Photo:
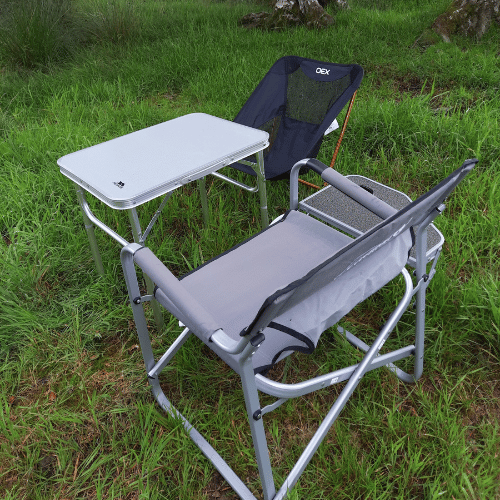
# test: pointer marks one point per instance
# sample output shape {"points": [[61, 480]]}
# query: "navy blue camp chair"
{"points": [[297, 102]]}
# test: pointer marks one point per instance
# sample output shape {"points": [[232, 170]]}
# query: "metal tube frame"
{"points": [[252, 383], [258, 168]]}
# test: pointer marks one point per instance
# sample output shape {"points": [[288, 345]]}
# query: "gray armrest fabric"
{"points": [[194, 315], [357, 193]]}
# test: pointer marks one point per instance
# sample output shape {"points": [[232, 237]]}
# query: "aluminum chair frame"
{"points": [[248, 344]]}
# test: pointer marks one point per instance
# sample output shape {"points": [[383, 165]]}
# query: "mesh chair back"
{"points": [[295, 103]]}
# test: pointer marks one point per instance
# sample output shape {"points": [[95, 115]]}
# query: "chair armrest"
{"points": [[332, 177], [194, 315]]}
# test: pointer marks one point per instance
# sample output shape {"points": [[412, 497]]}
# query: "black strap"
{"points": [[293, 333]]}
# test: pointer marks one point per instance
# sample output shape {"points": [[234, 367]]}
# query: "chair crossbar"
{"points": [[205, 447]]}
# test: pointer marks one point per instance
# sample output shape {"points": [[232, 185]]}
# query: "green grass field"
{"points": [[77, 419]]}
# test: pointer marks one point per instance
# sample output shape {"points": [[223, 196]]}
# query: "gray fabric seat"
{"points": [[234, 285]]}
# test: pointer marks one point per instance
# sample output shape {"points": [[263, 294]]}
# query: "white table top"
{"points": [[138, 167]]}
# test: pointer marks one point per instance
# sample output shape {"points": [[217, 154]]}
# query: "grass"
{"points": [[77, 419]]}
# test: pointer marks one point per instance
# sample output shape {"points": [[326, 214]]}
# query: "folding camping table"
{"points": [[138, 167]]}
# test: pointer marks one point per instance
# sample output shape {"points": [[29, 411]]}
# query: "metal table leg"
{"points": [[204, 201], [136, 232], [261, 183], [89, 227]]}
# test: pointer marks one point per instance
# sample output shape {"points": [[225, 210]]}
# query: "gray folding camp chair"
{"points": [[276, 293]]}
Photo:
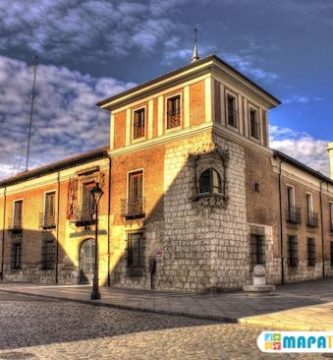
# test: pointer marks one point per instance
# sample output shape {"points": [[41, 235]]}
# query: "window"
{"points": [[231, 110], [139, 123], [16, 255], [49, 212], [292, 251], [48, 255], [210, 182], [135, 251], [173, 112], [135, 194], [254, 124], [88, 207], [17, 223], [293, 213], [311, 244], [257, 249]]}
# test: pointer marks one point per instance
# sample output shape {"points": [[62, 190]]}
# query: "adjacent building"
•••
» **What needs to be done**
Quote all the records verbatim, dropping any pictures from your copy.

» **The completed task**
Photo:
# test: pointer marks one point per instance
# sample output shape {"points": [[61, 480]]}
# query: "navy blue camp chair"
{"points": [[297, 102]]}
# test: pointer marks one point per instance
# sample output shape {"points": [[232, 170]]}
# query: "metal tube frame"
{"points": [[252, 383], [258, 168]]}
# test: pointer marks one point per instance
# sample output shape {"points": [[288, 345]]}
# query: "gray armrest fabric"
{"points": [[194, 315], [357, 193]]}
# test: pointer marks one point per instance
# sample output shape {"points": [[232, 237]]}
# query: "aluminum chair frame"
{"points": [[248, 344]]}
# test: pointer marks one point per instance
# sample output shape {"points": [[383, 165]]}
# query: "mesh chair back"
{"points": [[295, 103]]}
# test: pointer marks one point per instance
# sample output shape {"points": [[95, 115]]}
# query: "chair armrest"
{"points": [[332, 177], [194, 315]]}
# test: pointer marks one point per instance
# sample output shape {"points": [[412, 497]]}
# query: "black strap"
{"points": [[293, 333]]}
# test: pointer marks one point per instance
# sample output shape {"points": [[234, 367]]}
# query: "chair crossbar"
{"points": [[205, 447]]}
# test: pointer marks one point per instance
# sample output shape {"points": [[232, 185]]}
# query: "green grass field"
{"points": [[77, 419]]}
# test: pointer marks one point per instance
# sample output shape {"points": [[223, 196]]}
# query: "gray fabric seat"
{"points": [[234, 285]]}
# test: pointer marks one point per instance
# sample output shape {"points": [[263, 294]]}
# query: "white table top"
{"points": [[138, 167]]}
# test: pointer marks one point per instance
# sample output shape {"points": [[217, 154]]}
# query: "grass"
{"points": [[77, 419]]}
# test: pointer marks one point per instance
# sample output shape {"points": [[326, 214]]}
# query: "folding camping table"
{"points": [[138, 167]]}
# test: pointer marks one point per instance
# sample output shape {"points": [[29, 411]]}
# query: "metal table leg"
{"points": [[204, 201], [136, 232], [261, 183], [89, 227]]}
# test: pointer marks one point per instance
# sample output shape {"points": [[225, 210]]}
# query: "gray folding camp chair"
{"points": [[276, 293]]}
Photo:
# test: pointer marks one point per instance
# sample output shape {"points": [[41, 235]]}
# query: "window"
{"points": [[231, 110], [139, 123], [16, 255], [49, 212], [292, 251], [48, 255], [210, 182], [135, 251], [173, 112], [135, 194], [254, 124], [88, 207], [17, 223], [293, 213], [311, 244], [257, 249]]}
# test: pointer marks one point per instance
# sample output shape {"points": [[62, 190]]}
# query: "adjacent building"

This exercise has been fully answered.